> Given passage:
┄┄┄┄┄┄┄┄┄┄┄┄┄┄┄┄┄┄┄┄

Disposition study on locks will be completed over next three years

TIDINGS FILE PHOTO - The Willamette Falls Locks closed in 2011, and a task force has been working all year to facilitate a potential reopening down the road. When the Willamette Falls Locks Task Force met for the first time in January 2016, representatives from a variety of state and local bodies generally agreed that the task force should work toward the eventual reopening of the locks.

How that would happen — particularly given the hesitance of U.S. Army Corps of Engineers (USACE), which owns the locks — was unclear.

The task force spent much of the intervening months trying to answer that question and as the year nears its close, a path forward is beginning to materialize.

The task force last met Sept. 13 to review a proposed plan for the expected three-year period during which the USACE will perform a “disposition study” to determine the future of the locks. The disposition study will provide information on the general condition of the locks, potential repairs needed as well as potential future uses, according to a memo provided to task force members. It would also provide “a federal perspective to the economic costs/benefits of the Locks.”

┄┄┄┄┄┄┄┄┄┄┄┄┄┄┄┄┄┄┄┄

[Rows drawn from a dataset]

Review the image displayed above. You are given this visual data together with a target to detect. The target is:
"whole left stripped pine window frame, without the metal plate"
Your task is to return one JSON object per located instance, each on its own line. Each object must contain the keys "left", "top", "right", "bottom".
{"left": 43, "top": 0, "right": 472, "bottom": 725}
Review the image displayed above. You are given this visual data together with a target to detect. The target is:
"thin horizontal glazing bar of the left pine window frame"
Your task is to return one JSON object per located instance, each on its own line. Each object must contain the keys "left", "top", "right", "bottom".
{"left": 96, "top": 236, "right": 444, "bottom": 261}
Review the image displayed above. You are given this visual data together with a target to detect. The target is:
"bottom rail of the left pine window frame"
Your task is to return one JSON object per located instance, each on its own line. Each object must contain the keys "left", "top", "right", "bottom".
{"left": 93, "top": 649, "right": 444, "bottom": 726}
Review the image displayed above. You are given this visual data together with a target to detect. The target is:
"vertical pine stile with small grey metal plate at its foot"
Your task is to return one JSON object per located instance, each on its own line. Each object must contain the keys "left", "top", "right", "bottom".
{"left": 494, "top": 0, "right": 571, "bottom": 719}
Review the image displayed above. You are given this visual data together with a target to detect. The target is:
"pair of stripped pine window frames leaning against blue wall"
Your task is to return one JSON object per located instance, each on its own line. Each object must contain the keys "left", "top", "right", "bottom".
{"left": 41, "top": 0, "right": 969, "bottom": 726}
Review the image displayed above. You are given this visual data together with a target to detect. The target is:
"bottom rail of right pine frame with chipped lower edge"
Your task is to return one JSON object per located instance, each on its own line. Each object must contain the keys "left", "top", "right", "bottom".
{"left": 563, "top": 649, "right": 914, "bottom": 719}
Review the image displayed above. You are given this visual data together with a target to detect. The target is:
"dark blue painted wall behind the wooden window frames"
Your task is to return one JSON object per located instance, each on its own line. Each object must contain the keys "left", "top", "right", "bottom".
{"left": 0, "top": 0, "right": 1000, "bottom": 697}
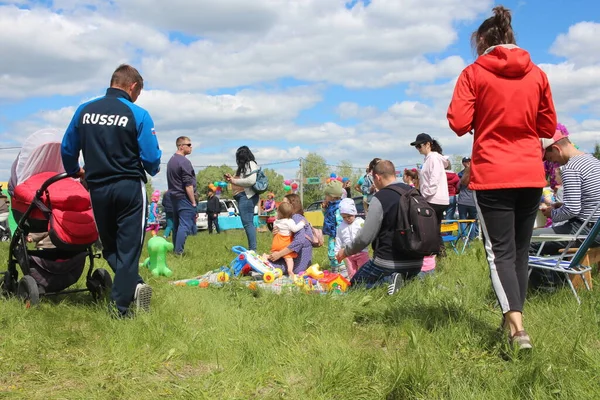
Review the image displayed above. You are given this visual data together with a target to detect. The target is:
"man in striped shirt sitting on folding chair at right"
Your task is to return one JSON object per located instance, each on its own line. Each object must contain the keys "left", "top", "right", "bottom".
{"left": 532, "top": 131, "right": 600, "bottom": 254}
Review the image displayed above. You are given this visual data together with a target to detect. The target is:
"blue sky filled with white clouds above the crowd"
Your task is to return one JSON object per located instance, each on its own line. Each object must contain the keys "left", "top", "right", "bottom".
{"left": 0, "top": 0, "right": 600, "bottom": 187}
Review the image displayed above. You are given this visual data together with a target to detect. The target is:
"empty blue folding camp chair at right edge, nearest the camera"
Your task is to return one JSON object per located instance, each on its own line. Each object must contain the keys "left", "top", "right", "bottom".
{"left": 529, "top": 204, "right": 600, "bottom": 304}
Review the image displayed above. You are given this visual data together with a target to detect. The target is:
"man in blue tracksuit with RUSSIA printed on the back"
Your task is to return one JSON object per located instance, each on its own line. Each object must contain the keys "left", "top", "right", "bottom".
{"left": 61, "top": 64, "right": 162, "bottom": 316}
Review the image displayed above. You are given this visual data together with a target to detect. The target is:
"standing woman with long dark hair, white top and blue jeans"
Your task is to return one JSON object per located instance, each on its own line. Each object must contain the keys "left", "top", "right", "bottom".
{"left": 225, "top": 146, "right": 259, "bottom": 250}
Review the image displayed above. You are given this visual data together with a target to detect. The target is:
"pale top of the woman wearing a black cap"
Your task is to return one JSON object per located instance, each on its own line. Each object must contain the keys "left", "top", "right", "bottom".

┄┄┄┄┄┄┄┄┄┄┄┄┄┄┄┄┄┄┄┄

> Problems and tasks:
- a) Summarize the Willamette Falls Locks article in two sentences.
- b) Write out word for word the stretch of the Willamette Falls Locks article that begins at the words "Disposition study on" and stops after "reopening of the locks.".
These rows come from a separate source.

> Responses by task:
- a) The Willamette Falls Locks, which closed in 2011 and are owned by the U.S. Army Corps of Engineers, have been the focus of a task force that agreed at its first meeting in January 2016 to work toward their eventual reopening, though how that would happen was unclear given the Corps' hesitance. At its Sept. 13 meeting, the task force reviewed a proposed plan for an expected three-year disposition study in which the Corps will assess the locks' general condition, potential repairs, possible future uses and economic costs and benefits.

- b)
Disposition study on locks will be completed over next three years

TIDINGS FILE PHOTO - The Willamette Falls Locks closed in 2011, and a task force has been working all year to facilitate a potential reopening down the road. When the Willamette Falls Locks Task Force met for the first time in January 2016, representatives from a variety of state and local bodies generally agreed that the task force should work toward the eventual reopening of the locks.